__DESCRIPTION OF THE TASK__. From start to end, write out the following data exactly, apart from its images.
════
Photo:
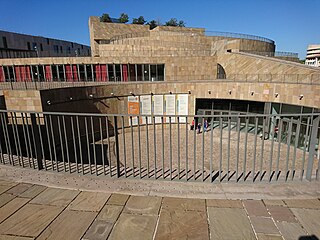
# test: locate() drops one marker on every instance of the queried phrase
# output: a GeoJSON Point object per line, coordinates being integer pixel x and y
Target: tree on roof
{"type": "Point", "coordinates": [153, 24]}
{"type": "Point", "coordinates": [124, 18]}
{"type": "Point", "coordinates": [105, 18]}
{"type": "Point", "coordinates": [173, 22]}
{"type": "Point", "coordinates": [139, 20]}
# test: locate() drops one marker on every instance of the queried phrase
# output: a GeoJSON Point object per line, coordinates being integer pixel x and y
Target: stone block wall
{"type": "Point", "coordinates": [247, 64]}
{"type": "Point", "coordinates": [101, 31]}
{"type": "Point", "coordinates": [23, 100]}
════
__ANSWER TO THE PROBLEM__.
Photo:
# test: locate() drops one marker on every instance of the queried phrase
# output: a GeoJSON Point object per line, coordinates being integer pixel x and y
Target: tree on roof
{"type": "Point", "coordinates": [153, 24]}
{"type": "Point", "coordinates": [124, 18]}
{"type": "Point", "coordinates": [105, 18]}
{"type": "Point", "coordinates": [173, 22]}
{"type": "Point", "coordinates": [139, 20]}
# test: locate() drops one marker on every instance of the queried phrase
# output: a GeoJSON Point object per line, coordinates being integer pixel x and y
Target: stone block wall
{"type": "Point", "coordinates": [247, 64]}
{"type": "Point", "coordinates": [101, 31]}
{"type": "Point", "coordinates": [23, 100]}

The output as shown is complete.